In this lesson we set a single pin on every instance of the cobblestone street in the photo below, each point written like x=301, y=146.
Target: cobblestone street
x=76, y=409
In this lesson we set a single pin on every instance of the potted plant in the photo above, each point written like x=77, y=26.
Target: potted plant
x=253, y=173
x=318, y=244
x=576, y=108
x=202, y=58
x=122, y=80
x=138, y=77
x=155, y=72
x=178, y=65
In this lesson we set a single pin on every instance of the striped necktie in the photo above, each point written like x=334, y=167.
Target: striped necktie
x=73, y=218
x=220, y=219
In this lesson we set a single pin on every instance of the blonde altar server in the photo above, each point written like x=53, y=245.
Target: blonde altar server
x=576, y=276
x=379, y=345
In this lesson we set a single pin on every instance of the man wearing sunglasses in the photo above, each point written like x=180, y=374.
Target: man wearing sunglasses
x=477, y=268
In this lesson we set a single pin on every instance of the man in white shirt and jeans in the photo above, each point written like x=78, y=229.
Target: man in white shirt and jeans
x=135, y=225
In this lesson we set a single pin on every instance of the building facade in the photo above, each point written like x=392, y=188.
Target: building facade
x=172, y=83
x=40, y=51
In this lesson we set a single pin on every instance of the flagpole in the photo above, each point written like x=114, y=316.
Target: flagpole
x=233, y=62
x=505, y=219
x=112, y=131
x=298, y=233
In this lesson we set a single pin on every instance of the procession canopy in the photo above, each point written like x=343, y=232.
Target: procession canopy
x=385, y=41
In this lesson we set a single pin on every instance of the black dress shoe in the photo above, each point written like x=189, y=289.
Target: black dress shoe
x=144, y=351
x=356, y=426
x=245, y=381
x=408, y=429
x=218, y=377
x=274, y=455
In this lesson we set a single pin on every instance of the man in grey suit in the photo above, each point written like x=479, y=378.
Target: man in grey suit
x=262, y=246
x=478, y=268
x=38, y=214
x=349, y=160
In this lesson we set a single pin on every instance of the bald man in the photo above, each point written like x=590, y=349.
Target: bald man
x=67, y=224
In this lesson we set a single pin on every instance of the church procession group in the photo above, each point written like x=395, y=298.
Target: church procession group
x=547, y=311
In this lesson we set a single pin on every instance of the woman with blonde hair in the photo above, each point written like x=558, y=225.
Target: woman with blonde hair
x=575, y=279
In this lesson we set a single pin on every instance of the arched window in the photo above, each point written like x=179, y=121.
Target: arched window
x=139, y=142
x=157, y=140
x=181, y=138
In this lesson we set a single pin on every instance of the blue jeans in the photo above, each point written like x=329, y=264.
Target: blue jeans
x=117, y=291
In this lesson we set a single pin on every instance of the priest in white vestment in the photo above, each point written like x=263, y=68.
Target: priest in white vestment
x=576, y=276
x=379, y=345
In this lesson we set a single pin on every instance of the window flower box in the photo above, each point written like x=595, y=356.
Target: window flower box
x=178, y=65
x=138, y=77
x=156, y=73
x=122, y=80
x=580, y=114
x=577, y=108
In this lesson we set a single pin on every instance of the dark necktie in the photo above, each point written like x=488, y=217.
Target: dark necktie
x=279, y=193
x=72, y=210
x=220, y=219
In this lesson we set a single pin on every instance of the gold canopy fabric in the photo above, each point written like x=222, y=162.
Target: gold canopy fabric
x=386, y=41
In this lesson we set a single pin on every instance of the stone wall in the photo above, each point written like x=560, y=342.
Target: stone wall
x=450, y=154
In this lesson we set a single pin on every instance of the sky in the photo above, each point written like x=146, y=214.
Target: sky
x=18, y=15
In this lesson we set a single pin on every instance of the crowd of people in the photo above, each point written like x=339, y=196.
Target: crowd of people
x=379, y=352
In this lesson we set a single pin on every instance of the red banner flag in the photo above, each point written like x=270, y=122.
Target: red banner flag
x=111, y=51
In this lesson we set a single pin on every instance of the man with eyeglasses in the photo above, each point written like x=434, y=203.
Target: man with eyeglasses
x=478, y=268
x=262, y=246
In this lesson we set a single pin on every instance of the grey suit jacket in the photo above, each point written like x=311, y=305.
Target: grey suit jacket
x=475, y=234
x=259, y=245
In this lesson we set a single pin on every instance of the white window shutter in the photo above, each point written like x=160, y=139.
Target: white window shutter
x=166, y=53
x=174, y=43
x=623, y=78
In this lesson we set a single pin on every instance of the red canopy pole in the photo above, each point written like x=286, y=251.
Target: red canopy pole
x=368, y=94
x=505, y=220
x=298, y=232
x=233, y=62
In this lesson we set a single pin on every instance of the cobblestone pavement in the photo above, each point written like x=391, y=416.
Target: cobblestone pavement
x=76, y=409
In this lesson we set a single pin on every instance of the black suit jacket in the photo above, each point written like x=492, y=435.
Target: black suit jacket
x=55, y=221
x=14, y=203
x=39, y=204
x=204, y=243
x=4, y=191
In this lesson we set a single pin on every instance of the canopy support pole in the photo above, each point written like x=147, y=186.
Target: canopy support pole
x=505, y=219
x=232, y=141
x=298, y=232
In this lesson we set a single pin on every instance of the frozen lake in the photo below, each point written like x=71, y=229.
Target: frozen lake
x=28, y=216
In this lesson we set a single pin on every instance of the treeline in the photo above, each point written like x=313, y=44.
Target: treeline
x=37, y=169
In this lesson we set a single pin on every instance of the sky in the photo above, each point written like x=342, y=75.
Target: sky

» WORK INSTRUCTION
How many of the lines above include the word "below"? Only the number should be given.

» EXERCISE OUTPUT
2